Extrait du texte.
/---

Entretien avec Michel Blin, enfermé sous le régime dictatorial de Pinochet

Le régime autoritaire et conservateur qui gouverna le Chili est connu pour ses multiples atteintes aux droits de l’homme (plus de 3 200 morts et « disparus », environ 38 000 personnes torturées et plusieurs centaines de milliers d’exilés) et pour sa politique économique néolibérale menée par les « Chicago Boys ». Il est aussi à l’origine de la constitution chilienne de 1980, qui a depuis été modifiée.

Le pays, encore profondément marqué par cette période, compte encore quelques partisans du coup d’État qui font référence à cette dictature militaire sous le nom de « gouvernement militaire ». Un travail de mémoire à cependant été entrepris avec le rapport Valech qui parle de « régime dictatorial » et compile des témoignages d’exécutions sanglantes et de tortures systématiques.

Présentation rapide de Michel Blin

Michel Blin est étudiant en ingénierie agronome lorsqu’il se rend au Chili en 1973 pour y observer la réforme agraire qui devait avoir lieu sous l’impulsion du régime socialiste de Salvador Allende. Cependant, quelques jours après son arrivée à Santiago, le Palais de la Moneda est pris d’assaut par l’armée qui prépare un coup d’Etat. Les étrangers et les opposants politiques sont alors arrêtés et enfermés dans le stade national. Michel Blin y restera 15 jours avant d’être rapatrié en France. En 2023, 50 ans après les faits, il obtient réparation et la reconnaissance de de l’Etat chilien pour son enfermement.

Bonjour Monsieur Blin, pouvez-vous d’abord nous parler de votre situation à l’époque et de la raison pour laquelle vous étiez au Chili ? Et pourquoi avez-vous été arrêté lorsque vous y étiez ?

\---

Les données.
/---

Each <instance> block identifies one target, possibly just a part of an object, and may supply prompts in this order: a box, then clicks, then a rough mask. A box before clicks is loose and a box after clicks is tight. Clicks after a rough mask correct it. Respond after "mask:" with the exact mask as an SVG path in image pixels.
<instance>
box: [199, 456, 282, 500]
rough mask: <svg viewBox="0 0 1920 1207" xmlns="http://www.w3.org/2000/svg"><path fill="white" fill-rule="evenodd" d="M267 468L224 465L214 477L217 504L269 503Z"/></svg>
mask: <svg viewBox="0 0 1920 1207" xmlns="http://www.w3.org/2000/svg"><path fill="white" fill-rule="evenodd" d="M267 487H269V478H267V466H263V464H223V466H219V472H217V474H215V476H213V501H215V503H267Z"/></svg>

\---
/---

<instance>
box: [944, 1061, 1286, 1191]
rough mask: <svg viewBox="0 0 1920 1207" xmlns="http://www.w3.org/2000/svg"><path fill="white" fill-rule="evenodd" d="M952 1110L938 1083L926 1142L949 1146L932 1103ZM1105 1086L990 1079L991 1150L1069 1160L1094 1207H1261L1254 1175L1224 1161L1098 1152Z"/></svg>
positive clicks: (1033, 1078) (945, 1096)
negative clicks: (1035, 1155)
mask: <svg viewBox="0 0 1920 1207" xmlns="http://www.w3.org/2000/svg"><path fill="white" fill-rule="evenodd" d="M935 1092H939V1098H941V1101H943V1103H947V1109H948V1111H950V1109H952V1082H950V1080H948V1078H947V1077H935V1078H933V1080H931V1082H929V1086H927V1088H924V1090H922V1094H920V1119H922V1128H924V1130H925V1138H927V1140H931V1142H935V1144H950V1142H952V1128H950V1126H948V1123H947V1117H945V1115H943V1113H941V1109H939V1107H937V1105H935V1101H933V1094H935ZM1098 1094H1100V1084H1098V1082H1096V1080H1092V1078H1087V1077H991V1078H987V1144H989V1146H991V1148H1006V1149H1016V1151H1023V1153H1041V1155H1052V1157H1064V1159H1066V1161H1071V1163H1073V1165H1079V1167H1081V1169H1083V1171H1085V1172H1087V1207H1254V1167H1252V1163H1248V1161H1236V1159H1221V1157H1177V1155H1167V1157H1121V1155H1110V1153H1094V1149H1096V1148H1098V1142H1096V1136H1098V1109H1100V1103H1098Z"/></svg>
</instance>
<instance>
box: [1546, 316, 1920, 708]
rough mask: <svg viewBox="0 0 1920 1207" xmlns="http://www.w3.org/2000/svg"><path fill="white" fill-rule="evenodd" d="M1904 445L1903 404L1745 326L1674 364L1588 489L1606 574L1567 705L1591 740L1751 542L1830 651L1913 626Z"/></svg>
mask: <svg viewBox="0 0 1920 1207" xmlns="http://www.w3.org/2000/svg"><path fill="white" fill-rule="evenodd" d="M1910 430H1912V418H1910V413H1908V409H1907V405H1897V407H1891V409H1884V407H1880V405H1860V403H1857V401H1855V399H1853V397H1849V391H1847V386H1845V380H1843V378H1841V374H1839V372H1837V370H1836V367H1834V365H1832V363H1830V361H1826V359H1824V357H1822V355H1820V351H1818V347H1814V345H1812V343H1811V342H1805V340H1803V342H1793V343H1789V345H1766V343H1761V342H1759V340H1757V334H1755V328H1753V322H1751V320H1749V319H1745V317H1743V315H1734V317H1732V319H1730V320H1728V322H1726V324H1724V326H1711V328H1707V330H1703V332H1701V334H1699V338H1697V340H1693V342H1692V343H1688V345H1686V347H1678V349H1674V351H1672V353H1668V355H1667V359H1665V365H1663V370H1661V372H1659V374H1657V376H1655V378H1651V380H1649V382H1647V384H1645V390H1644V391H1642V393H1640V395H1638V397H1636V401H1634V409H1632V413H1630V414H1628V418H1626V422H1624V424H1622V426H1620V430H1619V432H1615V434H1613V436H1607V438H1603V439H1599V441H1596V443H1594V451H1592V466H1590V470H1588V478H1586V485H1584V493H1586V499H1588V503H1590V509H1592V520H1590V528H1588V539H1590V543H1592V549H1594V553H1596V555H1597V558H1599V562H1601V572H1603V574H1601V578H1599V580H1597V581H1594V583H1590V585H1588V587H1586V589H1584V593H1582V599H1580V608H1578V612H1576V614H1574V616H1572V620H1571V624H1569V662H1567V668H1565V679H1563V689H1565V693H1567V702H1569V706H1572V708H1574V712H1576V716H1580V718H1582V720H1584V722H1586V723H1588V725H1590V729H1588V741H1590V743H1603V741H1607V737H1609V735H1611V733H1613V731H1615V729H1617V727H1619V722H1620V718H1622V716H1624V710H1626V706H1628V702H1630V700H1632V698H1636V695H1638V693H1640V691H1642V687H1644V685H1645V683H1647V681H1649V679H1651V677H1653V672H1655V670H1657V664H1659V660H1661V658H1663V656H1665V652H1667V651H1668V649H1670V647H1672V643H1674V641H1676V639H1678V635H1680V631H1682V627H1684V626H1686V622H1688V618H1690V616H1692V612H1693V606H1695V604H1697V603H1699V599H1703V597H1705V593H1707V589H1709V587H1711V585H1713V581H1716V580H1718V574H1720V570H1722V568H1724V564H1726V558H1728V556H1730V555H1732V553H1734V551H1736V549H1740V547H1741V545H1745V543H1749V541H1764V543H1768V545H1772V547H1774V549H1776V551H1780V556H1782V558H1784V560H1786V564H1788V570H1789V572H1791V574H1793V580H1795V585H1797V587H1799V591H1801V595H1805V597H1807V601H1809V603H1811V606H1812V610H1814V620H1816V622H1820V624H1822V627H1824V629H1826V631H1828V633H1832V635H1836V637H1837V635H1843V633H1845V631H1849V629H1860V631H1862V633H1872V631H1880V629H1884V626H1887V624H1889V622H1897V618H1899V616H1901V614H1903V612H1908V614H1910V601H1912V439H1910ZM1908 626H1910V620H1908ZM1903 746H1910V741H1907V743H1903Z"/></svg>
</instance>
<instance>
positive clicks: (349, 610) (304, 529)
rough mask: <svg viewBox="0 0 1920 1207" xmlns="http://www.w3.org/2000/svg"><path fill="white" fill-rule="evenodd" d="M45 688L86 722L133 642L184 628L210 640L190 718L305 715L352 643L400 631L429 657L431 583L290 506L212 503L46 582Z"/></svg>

\---
/---

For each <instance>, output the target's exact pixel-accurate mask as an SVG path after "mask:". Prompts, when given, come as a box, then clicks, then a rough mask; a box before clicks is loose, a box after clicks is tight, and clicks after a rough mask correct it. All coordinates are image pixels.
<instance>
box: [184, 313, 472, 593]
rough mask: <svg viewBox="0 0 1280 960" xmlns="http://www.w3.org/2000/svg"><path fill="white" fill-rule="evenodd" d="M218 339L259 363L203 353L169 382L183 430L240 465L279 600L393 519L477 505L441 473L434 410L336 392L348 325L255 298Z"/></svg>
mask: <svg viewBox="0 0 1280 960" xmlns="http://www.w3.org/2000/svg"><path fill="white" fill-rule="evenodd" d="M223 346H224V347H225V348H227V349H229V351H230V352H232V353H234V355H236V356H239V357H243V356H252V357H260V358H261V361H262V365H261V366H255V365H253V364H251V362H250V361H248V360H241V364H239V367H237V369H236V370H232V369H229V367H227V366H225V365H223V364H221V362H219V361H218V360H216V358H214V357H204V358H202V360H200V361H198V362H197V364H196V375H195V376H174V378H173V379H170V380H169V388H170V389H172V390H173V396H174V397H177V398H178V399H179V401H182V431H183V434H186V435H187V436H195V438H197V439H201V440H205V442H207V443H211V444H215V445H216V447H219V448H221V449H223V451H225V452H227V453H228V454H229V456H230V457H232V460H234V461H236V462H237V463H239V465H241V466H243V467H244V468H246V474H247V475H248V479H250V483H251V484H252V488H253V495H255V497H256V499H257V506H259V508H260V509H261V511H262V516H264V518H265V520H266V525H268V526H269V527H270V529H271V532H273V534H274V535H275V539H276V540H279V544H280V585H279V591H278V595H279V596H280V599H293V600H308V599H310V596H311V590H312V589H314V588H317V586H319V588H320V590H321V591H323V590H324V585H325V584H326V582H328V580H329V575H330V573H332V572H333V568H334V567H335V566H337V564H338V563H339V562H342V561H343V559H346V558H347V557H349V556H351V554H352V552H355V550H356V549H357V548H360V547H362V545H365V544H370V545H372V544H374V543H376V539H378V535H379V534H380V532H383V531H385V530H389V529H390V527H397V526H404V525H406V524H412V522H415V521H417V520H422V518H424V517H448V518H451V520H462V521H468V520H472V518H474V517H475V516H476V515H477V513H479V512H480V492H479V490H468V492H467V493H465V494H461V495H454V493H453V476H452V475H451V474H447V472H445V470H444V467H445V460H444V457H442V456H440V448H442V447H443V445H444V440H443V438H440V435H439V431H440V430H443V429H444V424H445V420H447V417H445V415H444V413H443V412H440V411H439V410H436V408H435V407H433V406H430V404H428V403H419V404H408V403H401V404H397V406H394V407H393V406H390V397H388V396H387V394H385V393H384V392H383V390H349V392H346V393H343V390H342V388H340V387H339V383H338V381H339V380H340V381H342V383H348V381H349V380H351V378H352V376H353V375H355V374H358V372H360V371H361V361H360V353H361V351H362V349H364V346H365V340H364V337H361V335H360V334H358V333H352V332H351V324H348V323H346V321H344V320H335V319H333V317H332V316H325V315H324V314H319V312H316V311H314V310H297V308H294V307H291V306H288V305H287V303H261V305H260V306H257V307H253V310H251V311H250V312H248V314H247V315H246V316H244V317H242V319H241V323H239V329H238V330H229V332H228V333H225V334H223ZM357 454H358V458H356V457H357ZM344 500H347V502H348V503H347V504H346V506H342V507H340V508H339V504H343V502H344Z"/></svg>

\---

Travail demandé.
(1) Citez le passage de l'entretien avec Michel Blin compris entre « Entretien avec Michel » et « de tortures systématiques. », ces deux bornes incluses.
(2) Rédigez la suite de l'entretien avec Michel Blin à partir de sa dernière phrase.
Les enregistrements ci-dessus ne servent à rien pour ce travail.

Réponses attendues.
(1)
Entretien avec Michel Blin, enfermé sous le régime dictatorial de Pinochet

Le régime autoritaire et conservateur qui gouverna le Chili est connu pour ses multiples atteintes aux droits de l’homme (plus de 3 200 morts et « disparus », environ 38 000 personnes torturées et plusieurs centaines de milliers d’exilés) et pour sa politique économique néolibérale menée par les « Chicago Boys ». Il est aussi à l’origine de la constitution chilienne de 1980, qui a depuis été modifiée.

Le pays, encore profondément marqué par cette période, compte encore quelques partisans du coup d’État qui font référence à cette dictature militaire sous le nom de « gouvernement militaire ». Un travail de mémoire à cependant été entrepris avec le rapport Valech qui parle de « régime dictatorial » et compile des témoignages d’exécutions sanglantes et de tortures systématiques.

(2)
Oui, donc j’étais jeune d’abord. Je suis né en 1949, à l’époque je venais de terminer mes études d’ingénieur agricole et, avant le service militaire qui devait commencer en octobre, je voulais aller voir la réforme agraire au Chili. Aller voir sur le terrain. Mais c’était une démarches personnelle et j’étais militant politique, comme tout le monde à l’époque. Je suis arrivé à Santiago une semaine avant le coup d’État. En France on parlait de la grève des camionneurs mais je n’avais pas conscience de son importance. Par contre, les Chiliens, je pense qu’ils s’attendaient à un coup d’État. En arrivant, j’ai acheté une revue, avant le coup d’état bien sûr, elle s’appelait Punto Final et elle présentait deux versions probable : un coup d’état “mou” entre guillemets avec la démocratie chrétienne et un coup d’état “dur”. J’ai ensuite été à mon hôtel, qui donnait sur le Palais de la Moneda et j’ai pris contact avec les étudiants en agriculture. J’avais un rendez-vous le jour du Coup avec eux et la C.O.R.A qui était la corporation qui était chargée de mettre en place la réforme agraire.

Quand vous dites que vous étiez politisé à l’époque c’est-à-dire que vous suiviez un peu l’actualité de Allende au Chili ?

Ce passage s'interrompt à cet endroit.